>> START SOURCE DATA

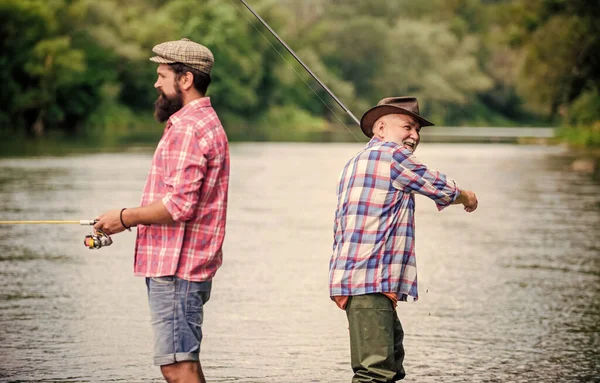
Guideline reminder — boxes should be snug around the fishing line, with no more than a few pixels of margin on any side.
[0,219,96,225]
[229,0,361,142]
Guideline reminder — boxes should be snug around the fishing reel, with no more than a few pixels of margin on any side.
[83,230,112,249]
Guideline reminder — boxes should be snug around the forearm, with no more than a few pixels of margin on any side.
[123,200,175,227]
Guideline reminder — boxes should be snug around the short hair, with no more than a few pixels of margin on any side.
[169,63,210,96]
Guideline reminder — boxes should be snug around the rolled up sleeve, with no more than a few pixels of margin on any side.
[162,121,209,222]
[390,148,460,210]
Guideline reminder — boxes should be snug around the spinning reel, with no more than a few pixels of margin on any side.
[83,229,112,249]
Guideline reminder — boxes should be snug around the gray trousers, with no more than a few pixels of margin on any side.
[346,294,405,383]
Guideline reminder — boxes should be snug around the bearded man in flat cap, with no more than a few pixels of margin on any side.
[329,97,478,383]
[94,39,229,382]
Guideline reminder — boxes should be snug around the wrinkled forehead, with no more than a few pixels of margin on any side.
[156,64,175,77]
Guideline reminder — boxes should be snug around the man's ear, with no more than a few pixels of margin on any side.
[179,72,194,90]
[373,118,385,137]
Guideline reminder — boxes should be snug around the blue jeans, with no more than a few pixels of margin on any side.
[146,276,212,366]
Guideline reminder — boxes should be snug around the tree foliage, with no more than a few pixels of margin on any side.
[0,0,600,144]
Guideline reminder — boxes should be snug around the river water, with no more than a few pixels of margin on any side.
[0,143,600,383]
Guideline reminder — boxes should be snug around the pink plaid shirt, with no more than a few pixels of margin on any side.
[134,97,229,281]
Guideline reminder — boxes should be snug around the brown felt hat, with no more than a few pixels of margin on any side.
[360,97,434,138]
[150,38,215,75]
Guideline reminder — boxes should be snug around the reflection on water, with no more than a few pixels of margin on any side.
[0,144,600,383]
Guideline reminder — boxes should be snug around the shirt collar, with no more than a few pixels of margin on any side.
[165,97,211,132]
[367,136,383,148]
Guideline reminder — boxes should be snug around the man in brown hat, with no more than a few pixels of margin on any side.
[94,39,229,382]
[329,97,477,383]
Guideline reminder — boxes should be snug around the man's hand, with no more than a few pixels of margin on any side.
[454,190,478,213]
[94,209,125,235]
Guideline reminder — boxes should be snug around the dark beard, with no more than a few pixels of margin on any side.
[154,84,183,122]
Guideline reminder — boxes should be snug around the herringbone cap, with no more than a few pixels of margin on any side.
[150,38,215,75]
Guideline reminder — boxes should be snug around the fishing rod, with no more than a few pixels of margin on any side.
[234,0,360,129]
[0,219,112,249]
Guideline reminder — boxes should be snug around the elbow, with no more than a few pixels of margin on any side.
[163,195,198,222]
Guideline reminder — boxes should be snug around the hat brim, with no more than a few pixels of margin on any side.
[360,105,435,138]
[150,56,176,64]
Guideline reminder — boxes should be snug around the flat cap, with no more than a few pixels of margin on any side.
[150,38,215,75]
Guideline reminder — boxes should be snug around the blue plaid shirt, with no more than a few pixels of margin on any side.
[329,138,460,301]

>> END SOURCE DATA

• **SET EXERCISE**
Can you quote all of the data above word for word, leaving out the picture?

• **OUTPUT OF THE EXERCISE**
Guideline reminder — boxes should be snug around the fishing line, with no more than a few pixels of margin on any side.
[0,219,96,225]
[229,0,361,142]
Guideline reminder — boxes should be snug around the fishing reel, with no more than a few pixels of margin on any side.
[83,230,112,249]
Guideline reminder — boxes should be snug around the forearm, with no more than a few pixels of margin on any side.
[123,200,175,227]
Guideline reminder — boxes should be snug around the short hair, with no more than a few pixels of margin on any side.
[169,63,210,96]
Guideline reminder — boxes should be snug around the rolled up sleeve, with no more than a few pixels of margin on any side.
[162,121,209,222]
[390,148,460,210]
Guideline reminder — boxes should be snug around the spinning reel, with no more than a few pixels of margin on any side.
[83,229,112,249]
Guideline reminder — boxes should be snug around the gray trousers, with no more than a few pixels of margin on any side.
[346,294,405,383]
Guideline reminder — boxes should be snug around the bearded man in flat cap, with no more than a few pixels of margin on any side.
[329,97,478,383]
[94,39,229,382]
Guideline reminder — boxes should be snug around the wrinkled forehead, with no more than a few pixels of margin on any side.
[156,64,175,77]
Guideline reminder — boxes should be snug around the man's ear, with no more than a few pixels of margin on any side.
[179,72,194,90]
[373,118,385,137]
Guideline reminder — boxes should be snug around the blue jeans, with no more than a few pixels of margin on any side.
[146,276,212,366]
Guideline reminder — boxes should be snug around the tree foliage, with no more than a few pixels of margin on any side.
[0,0,600,144]
Guideline reminder — boxes should be snug around the river water, with no more than a few pixels of margin on any side.
[0,143,600,383]
Guideline reminder — boxes should be snug around the pink plaid shirt, with no more than a few pixels of margin on any side.
[134,97,229,281]
Guideline reminder — boxes should be snug around the brown felt hat, with no more than a few pixels of margin on any side.
[360,97,434,138]
[150,38,215,75]
Guideline reminder — boxes should be snug around the reflection on water, with no more than a few pixels of margin on any side.
[0,144,600,383]
Guideline reminder — boxes should be snug around the shirt collar, with no more than a few pixels of margin on any side.
[165,97,211,132]
[367,136,383,148]
Guideline reminder — boxes should be snug around the man in brown hat, with no more than a few pixels of margin on any side.
[94,39,229,382]
[329,97,477,383]
Guideline reminder — boxes should be snug around the man's hand, with no more than a few pixels of margin on any side.
[454,190,478,213]
[94,209,125,235]
Guideline reminder — boxes should be snug around the dark beard, with no more than a few pixels of margin on any side.
[154,84,183,122]
Guideline reminder — boxes should be snug around the herringbone cap, with no more than a few pixels of margin on any side.
[150,38,215,75]
Guideline reminder — boxes should be snug around the fishing rod, with no more than a few pixels of margin on any side.
[234,0,360,129]
[0,219,112,249]
Guideline reminder — boxes should be snug around the elbow, with no more than a few pixels of margin on any side.
[163,195,198,222]
Guideline reminder — boxes should be snug around the hat brim, with no more than a few pixels of margin on any side.
[360,105,435,138]
[150,56,176,64]
Guideline reminder — boxes should be snug around the flat cap, with no more than a few pixels of margin on any side.
[150,38,215,75]
Guideline reminder — boxes should be snug around the blue plaid shirt, with no more than a few pixels of margin on any side.
[329,138,460,301]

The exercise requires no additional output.